REQUEST
Look below for the line with "Where can you spot the ceiling fan in". Extract that line and each one after it through the last, word for word.

Start

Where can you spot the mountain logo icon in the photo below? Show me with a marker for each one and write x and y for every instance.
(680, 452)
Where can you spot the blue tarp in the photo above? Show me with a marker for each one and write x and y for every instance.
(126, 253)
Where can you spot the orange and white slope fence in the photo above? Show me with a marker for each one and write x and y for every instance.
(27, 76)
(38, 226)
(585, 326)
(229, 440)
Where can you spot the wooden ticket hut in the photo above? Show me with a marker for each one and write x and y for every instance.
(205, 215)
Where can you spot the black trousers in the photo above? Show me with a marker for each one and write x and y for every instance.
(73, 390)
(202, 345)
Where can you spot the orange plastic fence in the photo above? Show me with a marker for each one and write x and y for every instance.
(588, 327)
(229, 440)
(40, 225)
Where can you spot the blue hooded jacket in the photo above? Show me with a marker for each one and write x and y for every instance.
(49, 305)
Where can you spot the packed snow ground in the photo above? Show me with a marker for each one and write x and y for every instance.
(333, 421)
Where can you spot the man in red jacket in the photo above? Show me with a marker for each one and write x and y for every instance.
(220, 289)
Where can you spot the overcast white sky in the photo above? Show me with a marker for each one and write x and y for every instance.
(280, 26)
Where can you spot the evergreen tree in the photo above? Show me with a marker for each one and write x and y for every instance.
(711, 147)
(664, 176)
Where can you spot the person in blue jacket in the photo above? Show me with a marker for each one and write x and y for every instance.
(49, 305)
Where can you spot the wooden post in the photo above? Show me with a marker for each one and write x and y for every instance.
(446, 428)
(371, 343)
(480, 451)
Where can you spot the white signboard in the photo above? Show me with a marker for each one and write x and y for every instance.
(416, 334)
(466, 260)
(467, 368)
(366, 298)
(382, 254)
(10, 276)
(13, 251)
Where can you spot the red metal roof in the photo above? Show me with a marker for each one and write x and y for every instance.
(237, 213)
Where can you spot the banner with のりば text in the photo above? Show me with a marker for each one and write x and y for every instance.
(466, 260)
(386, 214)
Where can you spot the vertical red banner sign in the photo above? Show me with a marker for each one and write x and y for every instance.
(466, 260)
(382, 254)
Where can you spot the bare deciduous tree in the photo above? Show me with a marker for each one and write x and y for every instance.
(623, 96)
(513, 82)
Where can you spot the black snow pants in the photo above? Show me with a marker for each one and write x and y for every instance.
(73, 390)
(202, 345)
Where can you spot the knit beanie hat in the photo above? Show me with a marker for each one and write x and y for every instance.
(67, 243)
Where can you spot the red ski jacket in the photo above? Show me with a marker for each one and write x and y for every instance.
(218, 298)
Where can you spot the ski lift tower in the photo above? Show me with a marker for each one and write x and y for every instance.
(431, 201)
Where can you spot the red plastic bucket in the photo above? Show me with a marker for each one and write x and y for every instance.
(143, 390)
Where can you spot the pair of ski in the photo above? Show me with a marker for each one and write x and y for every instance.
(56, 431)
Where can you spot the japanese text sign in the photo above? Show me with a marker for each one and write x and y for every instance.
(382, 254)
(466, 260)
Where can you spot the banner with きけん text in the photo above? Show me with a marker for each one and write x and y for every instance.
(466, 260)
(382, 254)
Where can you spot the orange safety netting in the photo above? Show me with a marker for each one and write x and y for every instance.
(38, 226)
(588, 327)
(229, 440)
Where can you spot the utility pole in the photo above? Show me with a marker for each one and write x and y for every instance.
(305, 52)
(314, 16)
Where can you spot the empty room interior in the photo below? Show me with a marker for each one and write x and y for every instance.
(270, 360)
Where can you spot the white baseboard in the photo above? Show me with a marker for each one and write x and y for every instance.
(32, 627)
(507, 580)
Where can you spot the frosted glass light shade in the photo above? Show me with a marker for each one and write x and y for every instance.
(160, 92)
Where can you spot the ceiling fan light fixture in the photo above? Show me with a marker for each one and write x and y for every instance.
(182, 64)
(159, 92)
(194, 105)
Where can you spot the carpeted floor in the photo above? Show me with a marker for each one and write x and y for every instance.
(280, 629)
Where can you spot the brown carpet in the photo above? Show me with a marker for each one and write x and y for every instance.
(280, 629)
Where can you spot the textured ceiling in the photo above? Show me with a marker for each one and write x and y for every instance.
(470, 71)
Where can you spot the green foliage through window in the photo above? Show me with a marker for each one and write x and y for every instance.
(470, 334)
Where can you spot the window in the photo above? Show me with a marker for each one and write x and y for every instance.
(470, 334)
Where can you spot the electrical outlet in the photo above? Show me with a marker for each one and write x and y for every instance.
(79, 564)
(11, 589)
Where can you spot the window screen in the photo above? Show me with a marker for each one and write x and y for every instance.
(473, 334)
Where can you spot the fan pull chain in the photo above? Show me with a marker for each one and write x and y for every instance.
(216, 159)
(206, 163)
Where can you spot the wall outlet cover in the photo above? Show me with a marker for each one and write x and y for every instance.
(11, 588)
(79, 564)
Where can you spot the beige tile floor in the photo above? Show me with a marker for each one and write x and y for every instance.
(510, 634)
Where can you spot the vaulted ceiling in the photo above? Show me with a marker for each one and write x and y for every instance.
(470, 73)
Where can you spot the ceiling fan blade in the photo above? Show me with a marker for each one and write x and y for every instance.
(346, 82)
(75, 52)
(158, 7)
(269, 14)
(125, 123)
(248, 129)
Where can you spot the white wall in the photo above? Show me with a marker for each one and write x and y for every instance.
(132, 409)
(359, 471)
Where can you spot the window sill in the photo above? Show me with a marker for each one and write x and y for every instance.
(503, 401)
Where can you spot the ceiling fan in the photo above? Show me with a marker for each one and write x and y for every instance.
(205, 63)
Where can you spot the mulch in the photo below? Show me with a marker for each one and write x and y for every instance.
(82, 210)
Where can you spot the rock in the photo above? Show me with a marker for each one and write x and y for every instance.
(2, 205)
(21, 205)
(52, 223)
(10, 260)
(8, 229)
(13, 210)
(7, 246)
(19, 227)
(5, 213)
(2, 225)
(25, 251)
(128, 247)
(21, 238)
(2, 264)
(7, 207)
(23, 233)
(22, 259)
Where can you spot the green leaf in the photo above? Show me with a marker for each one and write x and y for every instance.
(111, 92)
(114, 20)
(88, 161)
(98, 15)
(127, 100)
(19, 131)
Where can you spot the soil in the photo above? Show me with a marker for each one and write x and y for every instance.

End

ANSWER
Where can you spot the ceiling fan in the photo above? Show me with a marker for each one and write x and y for every instance.
(205, 63)
Where can you spot the mulch in the photo below? Show me with a marker for each one and write x and y for every instance.
(82, 210)
Where can you spot the rock in the photo above? Show me with a marker for each one and write x and y for every instance.
(2, 205)
(21, 205)
(52, 223)
(10, 260)
(8, 229)
(13, 210)
(7, 246)
(19, 227)
(5, 213)
(2, 225)
(25, 251)
(128, 247)
(21, 238)
(2, 264)
(7, 207)
(23, 233)
(22, 259)
Where can you spot the green leaf in the photo above? Show me with a marker for each one and write x and y for every instance.
(111, 92)
(114, 20)
(88, 161)
(98, 15)
(127, 100)
(19, 131)
Where can you spot the soil in the photo above? Show me with a marker for each one and write x and y for every instance.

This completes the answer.